(Collected data entries)
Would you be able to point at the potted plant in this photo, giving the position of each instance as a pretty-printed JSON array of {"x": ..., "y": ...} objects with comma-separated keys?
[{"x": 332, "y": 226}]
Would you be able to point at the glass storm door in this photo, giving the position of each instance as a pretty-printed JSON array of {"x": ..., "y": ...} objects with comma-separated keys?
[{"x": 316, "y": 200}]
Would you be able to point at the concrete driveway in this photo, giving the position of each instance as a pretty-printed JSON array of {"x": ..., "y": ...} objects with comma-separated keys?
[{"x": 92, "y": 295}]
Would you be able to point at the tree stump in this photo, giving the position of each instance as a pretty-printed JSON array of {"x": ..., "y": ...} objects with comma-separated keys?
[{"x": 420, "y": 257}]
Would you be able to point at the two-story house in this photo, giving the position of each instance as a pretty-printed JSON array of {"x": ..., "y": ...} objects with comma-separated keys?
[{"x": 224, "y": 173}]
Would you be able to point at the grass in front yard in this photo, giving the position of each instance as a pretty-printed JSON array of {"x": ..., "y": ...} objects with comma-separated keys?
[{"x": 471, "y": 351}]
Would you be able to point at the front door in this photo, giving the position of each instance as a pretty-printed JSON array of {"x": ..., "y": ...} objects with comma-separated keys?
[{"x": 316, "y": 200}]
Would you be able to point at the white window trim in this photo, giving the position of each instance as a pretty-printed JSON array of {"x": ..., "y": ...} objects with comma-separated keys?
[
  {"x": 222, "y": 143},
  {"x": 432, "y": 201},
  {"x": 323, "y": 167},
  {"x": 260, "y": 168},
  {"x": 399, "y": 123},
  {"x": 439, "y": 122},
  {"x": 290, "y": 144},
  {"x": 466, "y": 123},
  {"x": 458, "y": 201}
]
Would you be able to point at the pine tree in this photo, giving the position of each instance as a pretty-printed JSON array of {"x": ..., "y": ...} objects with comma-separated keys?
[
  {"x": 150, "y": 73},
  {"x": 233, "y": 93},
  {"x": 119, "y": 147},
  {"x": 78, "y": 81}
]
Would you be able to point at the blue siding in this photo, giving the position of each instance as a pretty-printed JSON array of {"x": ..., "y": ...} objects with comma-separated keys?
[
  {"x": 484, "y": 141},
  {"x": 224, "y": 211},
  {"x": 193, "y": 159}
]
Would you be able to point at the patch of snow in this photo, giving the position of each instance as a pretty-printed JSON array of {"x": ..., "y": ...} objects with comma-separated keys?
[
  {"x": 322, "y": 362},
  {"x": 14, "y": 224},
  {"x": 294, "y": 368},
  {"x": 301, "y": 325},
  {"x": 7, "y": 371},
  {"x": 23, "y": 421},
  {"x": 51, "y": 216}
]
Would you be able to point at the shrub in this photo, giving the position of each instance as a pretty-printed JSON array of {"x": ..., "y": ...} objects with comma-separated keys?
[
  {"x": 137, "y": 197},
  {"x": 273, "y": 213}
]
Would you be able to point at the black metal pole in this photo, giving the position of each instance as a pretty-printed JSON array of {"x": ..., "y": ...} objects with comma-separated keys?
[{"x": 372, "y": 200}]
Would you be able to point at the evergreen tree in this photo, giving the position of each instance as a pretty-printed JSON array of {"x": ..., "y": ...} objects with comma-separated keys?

» **YOUR GOAL**: Exact copy required. Retype all of the entries word for word.

» **ANSWER TO THIS EXERCISE**:
Would you be able to point at the potted plant in this photo, giving the position of each instance as a pretty-printed JSON array of {"x": ..., "y": ...} objects with comma-separated keys?
[{"x": 332, "y": 226}]
Would you be able to point at the glass storm door in this photo, giving the position of each instance as a pretty-printed JSON array of {"x": ..., "y": ...} objects with comma-separated keys?
[{"x": 316, "y": 200}]
Would you be able to point at the concrete driveway in this photo, giving the position of each instance as a pretty-printed JSON array of {"x": ..., "y": ...} objects with comma-separated keys?
[{"x": 92, "y": 295}]
Would you be able to point at the tree stump in this photo, giving the position of each instance as a pretty-printed JSON array of {"x": ..., "y": ...} objects with comma-separated keys?
[{"x": 420, "y": 257}]
Would you be able to point at the two-story house in this photo, giving the position of each instance as a pretty-printed JSON array of {"x": ..., "y": ...} objects with comma-separated keys?
[{"x": 224, "y": 173}]
Would you be able to point at the grass in front yard in this photo, giving the position of each instance as a pretty-printed JSON array of {"x": ..., "y": ...} objects with comma-separated keys?
[{"x": 471, "y": 351}]
Would you be able to point at the front door in this photo, giving the position of each instance as a pretty-printed JSON array of {"x": ..., "y": ...} objects with comma-separated keys?
[{"x": 316, "y": 200}]
Would you be able to point at the white window trim in this photo, giving the position of each instance as a pretty-printed JSON array of {"x": ..., "y": ...} objects with comma-separated keys?
[
  {"x": 222, "y": 143},
  {"x": 432, "y": 201},
  {"x": 323, "y": 167},
  {"x": 260, "y": 168},
  {"x": 399, "y": 123},
  {"x": 439, "y": 122},
  {"x": 290, "y": 144},
  {"x": 466, "y": 123},
  {"x": 458, "y": 201}
]
Would you be able to point at the pine tree in this photo, giving the position of each instance as a pretty-printed JSON array of {"x": ..., "y": ...} objects with comma-separated keys?
[
  {"x": 150, "y": 73},
  {"x": 233, "y": 93},
  {"x": 119, "y": 147},
  {"x": 78, "y": 81}
]
Would you be able to point at the blue siding in this photo, giving the position of each instance as a pretty-printed JSON array of {"x": ..., "y": ...} objects with comma-separated keys?
[
  {"x": 484, "y": 141},
  {"x": 224, "y": 211},
  {"x": 193, "y": 159}
]
Would you be able to point at the patch of snow in this photo, giving the position of each instance as a pretty-printed JSON array of {"x": ..., "y": ...} objects with comma-separated keys?
[
  {"x": 322, "y": 362},
  {"x": 14, "y": 224},
  {"x": 294, "y": 368},
  {"x": 301, "y": 325},
  {"x": 7, "y": 371},
  {"x": 23, "y": 421},
  {"x": 51, "y": 216}
]
Would you be able to point at the shrub in this photo, giving the position of each instance as a pretty-printed JSON array of {"x": ..., "y": ...} objects with comma-separated keys?
[
  {"x": 137, "y": 197},
  {"x": 273, "y": 213}
]
Would you be able to point at the black metal pole in this photo, giving the position of each instance as a pretty-printed JSON array of {"x": ..., "y": ...} objects with comma-separated keys?
[{"x": 372, "y": 200}]
Would you be able to point at the evergreen tree in this photo, giving the position of each instance as a pretty-printed JSON array of {"x": ..., "y": ...} objects with comma-separated keys?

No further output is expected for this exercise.